# The "rules" of music?



## BeethoFan

I am seeing more and more people talk about the "rules" of how music is supposed to be structured. Browsing youtube, for example, i'm reading comments about how "parallel 5th's are bad". I am not a music major, and didn't realize that there were rules and restrictions to doing certain things...i just figured it would be suitable enough for a composer to find the right collection of notes, and find the right tempo to play them at to create a great piece of music. It just seems more of a hindrance than a useful guide.

For the people who are music majors, or have studied music in depth, give some examples of such rules during the Baroque and Classical eras. Recommend some compositions that violated these rules, yet still turned out to be masterpieces.


----------



## JAKE WYB

well i can name very many folk inspired pieces which contain parallel 5ths and 4ths and are as masterful as an classical rule defined piece - ie* bartok string quartets *- if you want rules then you should have your own rules - if you dont then then thats the way your art works - music simply has a general need for structural integrity and shape, but thats as free as it would be in a painting - equal phrasing and correct key chamges etc are self imposed rules like the orders of a classical style building - unnecessary

In the classical era im sure there are broken rules in every bach piece - the master of his own rules is one who knows when to break them - unfortuntaley i dont know anything about the matter


----------



## emiellucifuge

You have to realize that these rules change and are gradually forgotten over time.

EXTRACTED MATERIAL |
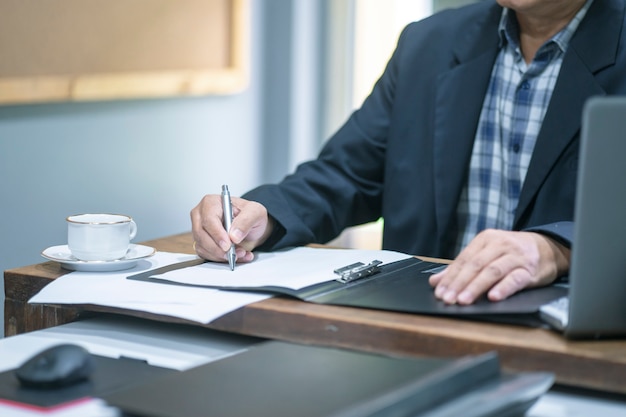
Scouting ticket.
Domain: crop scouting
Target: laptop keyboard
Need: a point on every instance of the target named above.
(556, 313)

TASKS FOR THIS EXERCISE |
1. Translate this sentence from the forum thread on the rules of music into Spanish: "You have to realize that these rules change and are gradually forgotten over time."
2. According to the forum thread on the rules of music, what claim about music has BeethoFan been reading in YouTube comments?
3. Write out a passage from the forum thread on the rules of music. Begin at the words "In the classical" and stop after "forgotten over time.".

EXPECTED ANSWERS |
1. Tienes que darte cuenta de que estas reglas cambian y se olvidan gradualmente con el tiempo.

2. That parallel fifths are bad.

3.
In the classical era im sure there are broken rules in every bach piece - the master of his own rules is one who knows when to break them - unfortuntaley i dont know anything about the matter


----------



## emiellucifuge

You have to realize that these rules change and are gradually forgotten over time.